_PROBLEM DESCRIPTION_
Top to bottom, give the entries again exactly as written.

*** Begin section ***

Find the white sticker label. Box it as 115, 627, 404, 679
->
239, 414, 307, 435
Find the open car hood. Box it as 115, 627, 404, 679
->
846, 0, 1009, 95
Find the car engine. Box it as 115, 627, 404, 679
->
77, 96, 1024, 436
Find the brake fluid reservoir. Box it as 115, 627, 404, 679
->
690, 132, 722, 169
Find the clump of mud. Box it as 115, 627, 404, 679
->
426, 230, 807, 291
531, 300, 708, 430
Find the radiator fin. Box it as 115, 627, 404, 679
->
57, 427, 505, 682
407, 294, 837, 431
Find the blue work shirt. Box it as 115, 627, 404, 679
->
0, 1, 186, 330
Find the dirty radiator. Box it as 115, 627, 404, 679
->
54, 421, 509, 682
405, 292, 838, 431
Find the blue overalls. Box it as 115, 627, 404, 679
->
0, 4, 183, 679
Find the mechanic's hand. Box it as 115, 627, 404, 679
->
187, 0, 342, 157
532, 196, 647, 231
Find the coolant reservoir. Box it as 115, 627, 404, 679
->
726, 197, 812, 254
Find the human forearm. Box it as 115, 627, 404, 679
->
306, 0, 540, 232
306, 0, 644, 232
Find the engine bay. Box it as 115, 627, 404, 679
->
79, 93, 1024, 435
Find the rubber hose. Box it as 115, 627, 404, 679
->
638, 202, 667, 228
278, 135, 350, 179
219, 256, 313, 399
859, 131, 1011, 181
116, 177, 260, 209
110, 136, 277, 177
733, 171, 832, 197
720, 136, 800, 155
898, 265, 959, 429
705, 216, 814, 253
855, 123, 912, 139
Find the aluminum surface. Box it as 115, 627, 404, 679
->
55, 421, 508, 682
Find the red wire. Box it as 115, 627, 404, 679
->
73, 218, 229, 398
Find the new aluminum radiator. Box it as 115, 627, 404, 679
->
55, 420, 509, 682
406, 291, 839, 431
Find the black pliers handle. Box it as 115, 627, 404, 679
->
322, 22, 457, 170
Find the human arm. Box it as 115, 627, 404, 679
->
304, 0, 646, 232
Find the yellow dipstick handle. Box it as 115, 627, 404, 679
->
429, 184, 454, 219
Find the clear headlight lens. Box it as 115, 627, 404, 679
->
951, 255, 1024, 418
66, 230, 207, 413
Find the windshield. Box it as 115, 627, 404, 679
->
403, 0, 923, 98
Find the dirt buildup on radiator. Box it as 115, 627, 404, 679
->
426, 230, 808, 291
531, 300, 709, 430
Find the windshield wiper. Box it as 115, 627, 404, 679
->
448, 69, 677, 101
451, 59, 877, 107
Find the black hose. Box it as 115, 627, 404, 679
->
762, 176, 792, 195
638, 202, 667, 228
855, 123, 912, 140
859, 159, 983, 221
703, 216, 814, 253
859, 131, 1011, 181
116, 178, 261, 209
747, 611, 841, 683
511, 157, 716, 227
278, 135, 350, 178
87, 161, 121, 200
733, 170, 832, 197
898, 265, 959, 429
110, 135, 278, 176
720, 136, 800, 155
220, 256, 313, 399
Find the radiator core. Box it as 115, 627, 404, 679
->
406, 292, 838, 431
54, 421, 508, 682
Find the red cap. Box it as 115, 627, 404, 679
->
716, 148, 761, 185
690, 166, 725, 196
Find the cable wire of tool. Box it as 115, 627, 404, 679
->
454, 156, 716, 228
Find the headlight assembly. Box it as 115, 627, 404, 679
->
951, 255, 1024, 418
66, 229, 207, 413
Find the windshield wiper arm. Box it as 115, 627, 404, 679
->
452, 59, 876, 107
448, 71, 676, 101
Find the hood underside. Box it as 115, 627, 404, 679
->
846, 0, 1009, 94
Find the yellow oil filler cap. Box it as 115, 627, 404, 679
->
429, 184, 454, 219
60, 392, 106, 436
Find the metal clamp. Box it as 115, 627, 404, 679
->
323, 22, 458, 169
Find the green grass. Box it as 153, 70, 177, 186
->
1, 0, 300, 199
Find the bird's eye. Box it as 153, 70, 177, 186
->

*** End section ***

_REPLY TO THE EXERCISE_
Find the white sticker label. Box it as 115, 627, 404, 679
->
239, 414, 307, 435
Find the open car hood. Box it as 115, 627, 404, 679
->
846, 0, 1009, 95
Find the car engine. Box it as 115, 627, 404, 679
->
77, 96, 1024, 436
Find the brake fluid reservoir. Box it as 115, 627, 404, 679
->
690, 132, 722, 169
Find the clump of mud. Box it as 115, 627, 404, 679
->
426, 230, 807, 291
531, 300, 708, 430
Find the radiator fin. Box it as 115, 627, 404, 679
->
57, 427, 505, 682
407, 294, 837, 431
Find the blue work shirt. Box it as 115, 627, 404, 679
->
0, 1, 186, 330
Find the dirty radiator. Box it as 115, 627, 404, 679
->
54, 421, 509, 682
405, 292, 838, 431
Find the blue overalls. Box it as 115, 627, 404, 679
->
0, 4, 183, 679
Find the mechanic's hand. Box it as 115, 627, 404, 679
->
187, 0, 342, 157
532, 196, 647, 231
Find the coolant reservoir. Box it as 115, 627, 404, 679
->
726, 197, 812, 254
Find the human forearm. Box it as 115, 627, 404, 679
->
306, 0, 540, 232
306, 0, 644, 232
Find the engine bay. Box it as 115, 627, 404, 679
->
79, 93, 1024, 435
Find the rubber hose. Box it as 115, 627, 404, 679
->
638, 202, 667, 228
278, 135, 350, 179
219, 256, 313, 399
859, 131, 1011, 181
116, 177, 260, 209
110, 136, 277, 177
733, 171, 832, 197
720, 136, 800, 155
898, 265, 959, 429
705, 216, 814, 253
855, 123, 912, 139
Find the aluminum surface. Box it as 115, 627, 404, 679
->
55, 421, 508, 682
Find the red wire. Box it as 115, 627, 404, 679
->
73, 218, 229, 398
Find the new aluminum radiator. Box it as 115, 627, 404, 679
->
55, 420, 509, 682
406, 291, 839, 431
Find the black pliers handle. Box it as 115, 627, 404, 679
->
322, 22, 457, 170
Find the human arm. Box it as 115, 627, 404, 679
->
304, 0, 646, 232
Find the yellow dipstick handle. Box it as 115, 627, 404, 679
->
429, 184, 454, 219
Find the clear headlight lens. Box it as 115, 627, 404, 679
->
951, 255, 1024, 418
66, 230, 207, 413
Find the windshield. Box it as 115, 627, 404, 679
->
403, 0, 923, 98
Find the dirt buildup on radiator. Box it as 115, 627, 404, 679
->
426, 230, 808, 291
531, 300, 709, 430
Find the windshield wiper. Box it as 115, 627, 404, 679
->
448, 69, 677, 101
451, 59, 877, 107
Find the black hose. Box it as 115, 627, 404, 679
->
762, 176, 792, 195
638, 202, 667, 228
855, 123, 912, 140
859, 159, 983, 221
703, 216, 814, 253
859, 131, 1011, 181
116, 178, 261, 209
747, 611, 841, 683
511, 157, 716, 227
278, 135, 350, 178
87, 161, 121, 200
733, 170, 832, 197
898, 265, 959, 429
110, 135, 278, 176
720, 136, 800, 155
220, 256, 313, 399
Find the radiator core. Box it as 115, 627, 404, 679
->
406, 292, 838, 431
54, 421, 508, 682
Find the red cap. Box it as 115, 627, 404, 679
->
716, 148, 761, 185
690, 166, 725, 196
Find the cable wire of tool. Box it as 115, 627, 404, 679
->
454, 156, 716, 228
Find the headlight assembly. Box it as 115, 627, 404, 679
->
951, 255, 1024, 418
66, 229, 207, 413
Find the windshield wiper arm. Box it as 115, 627, 404, 679
->
452, 59, 876, 107
448, 71, 676, 101
Find the hood underside. Box it as 115, 627, 404, 679
->
846, 0, 1009, 94
Find the yellow oil filler cap. Box it as 115, 627, 404, 679
->
429, 184, 454, 219
60, 392, 106, 436
Find the metal clamp. Box it as 115, 627, 404, 679
->
323, 22, 458, 169
Find the green grass. Box it as 153, 70, 177, 186
->
1, 0, 300, 199
Find the bird's eye. Box it as 153, 70, 177, 186
->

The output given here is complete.